** Start INFORMATION GIVEN **

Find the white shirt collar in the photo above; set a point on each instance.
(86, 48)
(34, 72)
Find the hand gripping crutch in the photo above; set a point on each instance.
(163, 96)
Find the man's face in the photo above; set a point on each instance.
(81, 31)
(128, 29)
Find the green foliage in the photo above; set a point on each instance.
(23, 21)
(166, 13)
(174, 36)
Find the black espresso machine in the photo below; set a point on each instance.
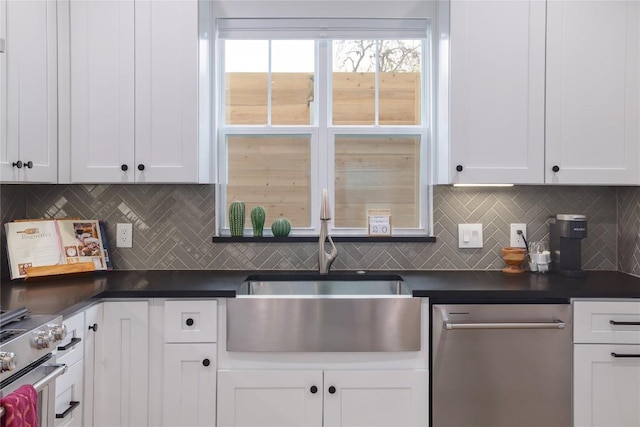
(566, 232)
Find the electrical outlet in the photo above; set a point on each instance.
(124, 235)
(517, 240)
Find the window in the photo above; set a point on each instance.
(312, 104)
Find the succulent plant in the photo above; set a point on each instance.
(236, 219)
(281, 227)
(257, 220)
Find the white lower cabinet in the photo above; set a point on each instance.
(189, 391)
(70, 386)
(266, 398)
(606, 385)
(329, 398)
(606, 363)
(69, 397)
(376, 398)
(121, 376)
(92, 318)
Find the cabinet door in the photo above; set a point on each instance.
(269, 398)
(93, 320)
(31, 95)
(376, 398)
(593, 92)
(606, 389)
(166, 34)
(69, 397)
(102, 91)
(189, 385)
(497, 91)
(121, 374)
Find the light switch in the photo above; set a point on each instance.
(470, 236)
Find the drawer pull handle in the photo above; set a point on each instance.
(625, 355)
(72, 405)
(613, 322)
(70, 344)
(556, 324)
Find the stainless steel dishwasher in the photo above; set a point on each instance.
(501, 365)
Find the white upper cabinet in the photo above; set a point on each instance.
(102, 91)
(29, 103)
(497, 91)
(134, 91)
(593, 92)
(167, 90)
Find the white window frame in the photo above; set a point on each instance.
(321, 129)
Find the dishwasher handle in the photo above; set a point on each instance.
(556, 324)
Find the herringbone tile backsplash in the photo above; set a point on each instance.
(629, 230)
(173, 226)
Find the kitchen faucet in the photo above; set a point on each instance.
(325, 259)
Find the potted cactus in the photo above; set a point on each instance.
(236, 219)
(257, 220)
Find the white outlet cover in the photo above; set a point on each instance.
(516, 240)
(470, 236)
(124, 236)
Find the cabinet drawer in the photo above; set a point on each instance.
(608, 322)
(71, 349)
(69, 394)
(190, 321)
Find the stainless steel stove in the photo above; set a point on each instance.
(27, 356)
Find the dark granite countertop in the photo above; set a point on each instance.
(65, 295)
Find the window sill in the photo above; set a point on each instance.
(314, 239)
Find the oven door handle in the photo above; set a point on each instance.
(41, 384)
(505, 325)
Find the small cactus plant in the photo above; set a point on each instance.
(281, 227)
(236, 219)
(257, 220)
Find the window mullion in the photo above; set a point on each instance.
(323, 106)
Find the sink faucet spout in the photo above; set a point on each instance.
(325, 259)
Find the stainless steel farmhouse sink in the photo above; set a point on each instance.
(323, 313)
(327, 286)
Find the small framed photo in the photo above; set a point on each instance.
(379, 222)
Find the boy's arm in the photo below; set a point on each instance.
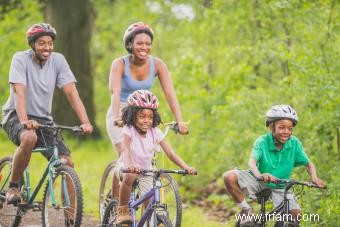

** End INFORMATION GIVEN **

PROBLEM:
How many lines in the items above contain the word "drawer"? Reply with the number alone.

EXPECTED OUTPUT:
2